### [Gestellte Aufgabe]
Setze den unten stehenden Text über den Paradiesvogel als Wappentier nach seinem letzten Satz fort.

### [Textauszug]
--------------------------------------------------

Paradiesvogel (Wappentier)
Der Paradiesvogel (frz.: paradisier; engl.: bird-of-paradise) ist im neueren Wappenwesen (Heraldik) ein mehrdeutiger Begriff für ein seltenes Wappentier beziehungsweise eine wenig gebräuchliche gemeine Figur, die in mehreren Varianten vorkommt, die keine oder nur wenige Gemeinsamkeiten haben. In der Frühzeit des Wappenwesens erscheinen Paradiesvögel gewöhnlich nicht in einem Wappen.
Darstellung
Je nachdem, welchem Vorbild das Wappenmotiv „Paradiesvogel“ nachempfunden ist, unterscheidet die Heraldik unter anderem folgende Varianten (die genaue Ausprägung sollte stets in der Wappenbeschreibung erwähnt werden):
- (gemeiner) Paradiesvogel: Erscheint als abgezogene Haut mit Federn eines natürlichen (Paradies-)Vogels (=Balg
)
- natürlicher Paradiesvogel: Erscheint als heraldische Stilisierung eines natürlichen Paradiesvogels
- Gamayun, Sirin, Alkonost o. ä.: Erscheinen als heraldische Stilisierungen von Fabelwesen der russischen Folklore
Gemeiner Paradiesvogel
Die (gemeinen) Paradiesvogel-Figuren (ursprünglich.: „paradisea apoda“ =„fußlose Paradiesvögel“; „avis paradiseus“; mal.: „Manuk dewata“, =„Göttervögel“; port.: „Passaros de Sol“, =„Sonnenvögel“) sind fuß- und knochenlosen Bälgen von Vögeln samt Federn nachempfunden. Die Eingeborenen von Neuguinea und den indonesischen Inseln stellten diese aus erlegten (Paradies-)Vögeln her. Im 16. Jahrhundert fanden die Bälge den Weg nach Europa, wo sie unter anderem mit den Sylphen (mythologischen Naturgeistern) in Verbindung gebracht werden und anschließend Eingang in das Wappenwesen finden.

--------------------------------------------------

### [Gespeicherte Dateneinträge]
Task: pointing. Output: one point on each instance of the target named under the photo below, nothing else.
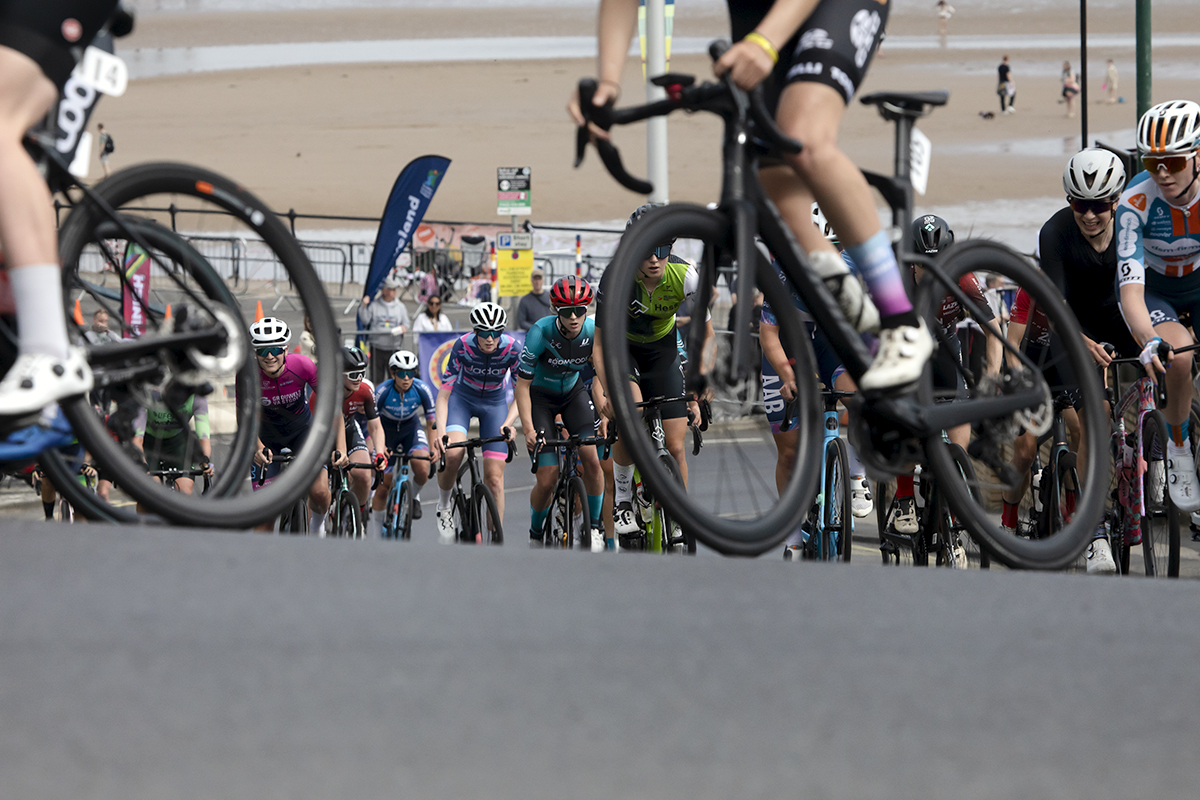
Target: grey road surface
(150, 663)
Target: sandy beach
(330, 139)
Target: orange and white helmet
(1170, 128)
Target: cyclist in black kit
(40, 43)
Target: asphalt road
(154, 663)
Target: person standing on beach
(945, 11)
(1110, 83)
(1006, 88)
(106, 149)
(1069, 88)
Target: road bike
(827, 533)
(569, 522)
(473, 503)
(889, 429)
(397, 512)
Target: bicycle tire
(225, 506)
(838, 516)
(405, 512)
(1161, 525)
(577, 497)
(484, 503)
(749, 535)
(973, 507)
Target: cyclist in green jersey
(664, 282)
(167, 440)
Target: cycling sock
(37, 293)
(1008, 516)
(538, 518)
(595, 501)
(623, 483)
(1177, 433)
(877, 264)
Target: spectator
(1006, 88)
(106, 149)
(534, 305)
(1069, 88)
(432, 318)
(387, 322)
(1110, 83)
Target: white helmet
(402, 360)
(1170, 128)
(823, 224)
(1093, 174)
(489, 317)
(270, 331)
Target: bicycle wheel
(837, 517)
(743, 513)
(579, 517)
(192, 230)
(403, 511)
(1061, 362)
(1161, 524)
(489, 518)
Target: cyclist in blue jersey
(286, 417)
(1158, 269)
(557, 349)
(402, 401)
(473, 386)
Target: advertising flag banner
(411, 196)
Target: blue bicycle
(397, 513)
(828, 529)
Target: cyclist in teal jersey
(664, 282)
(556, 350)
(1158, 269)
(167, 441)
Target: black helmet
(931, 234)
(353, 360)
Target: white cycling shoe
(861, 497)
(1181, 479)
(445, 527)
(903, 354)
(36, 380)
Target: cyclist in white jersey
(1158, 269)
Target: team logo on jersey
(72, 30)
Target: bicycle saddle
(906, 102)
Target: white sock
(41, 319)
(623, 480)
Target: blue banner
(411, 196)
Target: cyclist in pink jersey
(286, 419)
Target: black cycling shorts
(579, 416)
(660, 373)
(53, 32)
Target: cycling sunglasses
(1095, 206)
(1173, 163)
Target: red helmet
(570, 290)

--------------------------------------------------

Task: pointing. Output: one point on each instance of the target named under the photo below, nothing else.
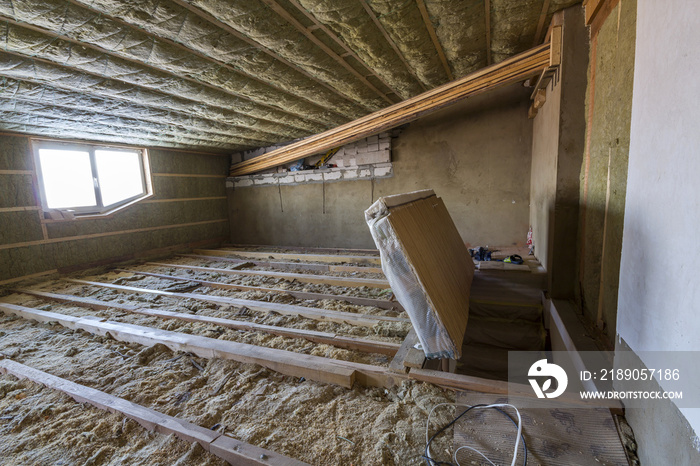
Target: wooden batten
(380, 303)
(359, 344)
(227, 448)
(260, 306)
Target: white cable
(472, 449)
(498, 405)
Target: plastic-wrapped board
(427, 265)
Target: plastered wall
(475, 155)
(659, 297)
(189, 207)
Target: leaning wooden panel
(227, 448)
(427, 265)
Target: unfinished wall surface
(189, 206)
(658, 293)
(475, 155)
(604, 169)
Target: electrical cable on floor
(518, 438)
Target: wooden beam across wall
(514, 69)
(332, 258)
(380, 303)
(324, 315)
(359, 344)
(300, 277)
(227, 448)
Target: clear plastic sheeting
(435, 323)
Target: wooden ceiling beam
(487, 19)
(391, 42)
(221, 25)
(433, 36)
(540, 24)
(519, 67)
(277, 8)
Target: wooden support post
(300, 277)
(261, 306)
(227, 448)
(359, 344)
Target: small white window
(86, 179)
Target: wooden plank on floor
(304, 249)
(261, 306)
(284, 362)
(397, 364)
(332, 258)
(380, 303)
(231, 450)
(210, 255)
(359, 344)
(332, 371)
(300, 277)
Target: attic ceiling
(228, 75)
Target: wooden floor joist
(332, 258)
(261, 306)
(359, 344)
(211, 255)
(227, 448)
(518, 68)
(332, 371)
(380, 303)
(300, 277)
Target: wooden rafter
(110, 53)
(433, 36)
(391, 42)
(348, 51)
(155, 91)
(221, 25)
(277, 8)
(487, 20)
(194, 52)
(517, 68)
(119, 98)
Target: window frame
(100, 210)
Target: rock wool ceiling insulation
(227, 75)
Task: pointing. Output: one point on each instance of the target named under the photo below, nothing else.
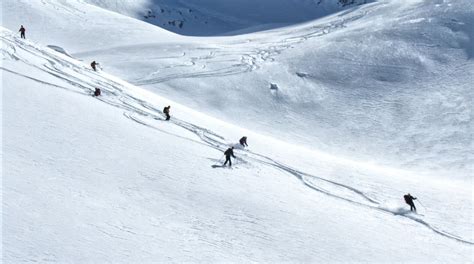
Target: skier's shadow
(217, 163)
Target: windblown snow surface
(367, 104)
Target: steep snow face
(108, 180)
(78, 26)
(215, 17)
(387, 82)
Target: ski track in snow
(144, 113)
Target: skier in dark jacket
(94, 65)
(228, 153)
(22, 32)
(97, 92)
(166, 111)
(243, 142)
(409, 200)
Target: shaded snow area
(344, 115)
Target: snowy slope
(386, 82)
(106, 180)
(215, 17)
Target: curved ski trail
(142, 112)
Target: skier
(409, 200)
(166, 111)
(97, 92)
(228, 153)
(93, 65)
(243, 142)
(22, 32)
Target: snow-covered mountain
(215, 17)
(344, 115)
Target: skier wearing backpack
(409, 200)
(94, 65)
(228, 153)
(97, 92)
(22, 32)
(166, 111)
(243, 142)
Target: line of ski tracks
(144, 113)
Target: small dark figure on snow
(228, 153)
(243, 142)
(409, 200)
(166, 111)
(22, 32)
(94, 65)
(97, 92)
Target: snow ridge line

--------------------------------------------------

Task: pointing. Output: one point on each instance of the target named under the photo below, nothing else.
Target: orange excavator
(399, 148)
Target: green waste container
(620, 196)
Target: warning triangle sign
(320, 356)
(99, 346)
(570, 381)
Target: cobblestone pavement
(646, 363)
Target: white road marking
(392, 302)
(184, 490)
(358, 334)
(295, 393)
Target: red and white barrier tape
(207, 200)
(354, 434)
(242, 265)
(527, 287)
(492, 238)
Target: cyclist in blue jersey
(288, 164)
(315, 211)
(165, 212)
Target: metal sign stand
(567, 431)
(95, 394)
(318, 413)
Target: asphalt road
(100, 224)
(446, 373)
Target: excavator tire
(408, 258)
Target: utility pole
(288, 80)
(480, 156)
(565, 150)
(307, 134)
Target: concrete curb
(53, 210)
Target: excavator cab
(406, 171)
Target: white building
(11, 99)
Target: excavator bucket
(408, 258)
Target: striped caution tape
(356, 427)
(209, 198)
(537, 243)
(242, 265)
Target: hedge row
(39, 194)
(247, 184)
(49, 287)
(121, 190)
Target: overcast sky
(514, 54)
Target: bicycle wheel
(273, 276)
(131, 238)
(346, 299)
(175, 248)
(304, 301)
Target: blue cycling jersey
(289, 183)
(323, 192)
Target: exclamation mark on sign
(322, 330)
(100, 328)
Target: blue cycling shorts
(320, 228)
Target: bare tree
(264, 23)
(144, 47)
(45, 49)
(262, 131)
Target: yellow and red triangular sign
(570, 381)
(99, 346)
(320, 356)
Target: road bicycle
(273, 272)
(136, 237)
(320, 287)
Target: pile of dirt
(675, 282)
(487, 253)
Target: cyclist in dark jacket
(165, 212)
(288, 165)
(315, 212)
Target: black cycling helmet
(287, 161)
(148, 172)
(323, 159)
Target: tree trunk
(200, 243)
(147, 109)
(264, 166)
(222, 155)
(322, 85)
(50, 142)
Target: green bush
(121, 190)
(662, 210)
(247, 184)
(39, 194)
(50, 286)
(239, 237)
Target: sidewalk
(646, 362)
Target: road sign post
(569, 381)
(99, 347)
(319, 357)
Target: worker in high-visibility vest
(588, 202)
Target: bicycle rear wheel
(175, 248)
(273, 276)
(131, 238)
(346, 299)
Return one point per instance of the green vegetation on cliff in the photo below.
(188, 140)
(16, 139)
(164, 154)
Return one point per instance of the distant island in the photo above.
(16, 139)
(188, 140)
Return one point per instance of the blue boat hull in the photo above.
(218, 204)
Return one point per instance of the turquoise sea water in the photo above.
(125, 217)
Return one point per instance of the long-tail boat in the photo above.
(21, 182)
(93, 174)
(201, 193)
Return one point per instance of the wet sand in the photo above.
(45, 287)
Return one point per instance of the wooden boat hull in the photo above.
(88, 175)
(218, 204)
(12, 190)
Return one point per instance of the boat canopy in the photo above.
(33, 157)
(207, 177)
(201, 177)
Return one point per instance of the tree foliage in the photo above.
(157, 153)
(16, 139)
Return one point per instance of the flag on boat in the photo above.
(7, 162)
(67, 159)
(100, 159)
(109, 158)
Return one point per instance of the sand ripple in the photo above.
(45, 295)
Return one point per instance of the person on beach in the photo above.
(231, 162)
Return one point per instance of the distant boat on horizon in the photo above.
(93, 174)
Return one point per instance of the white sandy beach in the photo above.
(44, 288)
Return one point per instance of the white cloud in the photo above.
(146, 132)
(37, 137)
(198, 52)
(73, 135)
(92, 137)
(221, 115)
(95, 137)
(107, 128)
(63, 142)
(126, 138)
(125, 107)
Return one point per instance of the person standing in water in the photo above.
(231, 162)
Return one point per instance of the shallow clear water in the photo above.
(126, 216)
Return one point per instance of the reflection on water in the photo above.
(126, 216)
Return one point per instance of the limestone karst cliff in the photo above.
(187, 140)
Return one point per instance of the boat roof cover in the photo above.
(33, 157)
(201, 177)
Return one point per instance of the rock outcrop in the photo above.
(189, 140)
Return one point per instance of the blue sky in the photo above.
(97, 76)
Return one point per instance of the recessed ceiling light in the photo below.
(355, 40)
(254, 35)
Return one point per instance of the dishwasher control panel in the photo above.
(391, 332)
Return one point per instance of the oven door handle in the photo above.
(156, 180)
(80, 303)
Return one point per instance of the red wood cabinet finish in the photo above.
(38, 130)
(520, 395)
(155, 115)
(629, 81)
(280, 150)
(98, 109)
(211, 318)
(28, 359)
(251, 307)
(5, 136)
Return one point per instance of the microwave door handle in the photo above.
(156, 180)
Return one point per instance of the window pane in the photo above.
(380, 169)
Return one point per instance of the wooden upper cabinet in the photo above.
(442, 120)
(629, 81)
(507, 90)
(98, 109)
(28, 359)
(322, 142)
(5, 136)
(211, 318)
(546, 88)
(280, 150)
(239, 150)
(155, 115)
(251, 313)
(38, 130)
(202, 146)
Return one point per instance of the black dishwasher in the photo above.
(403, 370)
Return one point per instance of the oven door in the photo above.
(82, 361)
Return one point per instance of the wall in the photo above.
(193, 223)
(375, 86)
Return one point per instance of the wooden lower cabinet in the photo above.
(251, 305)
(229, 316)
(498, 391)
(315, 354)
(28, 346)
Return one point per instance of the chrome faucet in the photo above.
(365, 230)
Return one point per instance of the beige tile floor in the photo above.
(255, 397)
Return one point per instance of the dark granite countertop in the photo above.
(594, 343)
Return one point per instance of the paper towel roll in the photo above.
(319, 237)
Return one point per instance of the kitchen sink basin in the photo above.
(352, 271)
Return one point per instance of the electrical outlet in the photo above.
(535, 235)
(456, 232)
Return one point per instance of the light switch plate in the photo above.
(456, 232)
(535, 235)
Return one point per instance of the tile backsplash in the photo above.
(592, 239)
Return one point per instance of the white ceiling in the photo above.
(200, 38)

--------------------------------------------------

### [Ergebnis]
„Paradiesvogel, in barocken Emblembüchern als Symbol von Leichtigkeit, Gottnähe und Weltferne, zugleich als Mariensymbol aufgefaßt, verdankt seinen Ruf und seinen alten Namen »Paradisea apoda« (fußloser Paradiesvogel) der Gepflogenheit der Eingeborenen von Neuguinea und indonesischer Inseln, den erlegten Vögeln Bälge samt Federn unversehrt abzustreifen und sie so zu räuchern, daß sie ohne Knochen und Füße ihre Form behielten. Auf diese Weise wurden sie verkauft und fanden den Weg nach Europa, wo sie als »Sylphen« (Luftgeister) Aufsehen erregten. Es wurde erzählt, sie ernährten sich nur vom Tau des Himmels (vgl. Phönix), blieben zeitlebens in der Schwebe, seien »rein von Geburt an« und wüßten nichts von den Händeln der Erdenwelt: »Der von dem Paradies benamte Vogel schwebet / dem Himmel nahe stets, die Erde nie berührt« (Hohberg 1675). Auch in naturkundlichen Werken des 18. Jahrhunderts (Buffon 1775) blieb die Fabel von dem ätherischen Göttervogel erhalten, bis im 19. Jahrhundert die zoologische Forschung das geheimnisvoll-absurde Symbol entschleierte.“
Die Balg-Figuren erscheinen im Wappenwesen stets „fußlos“ und „mit angelegten Flügeln“. „Flügellose“ (gemeine) Paradiesvögel oder dieselben mit ausgebreiteten Schwingen sind zu melden.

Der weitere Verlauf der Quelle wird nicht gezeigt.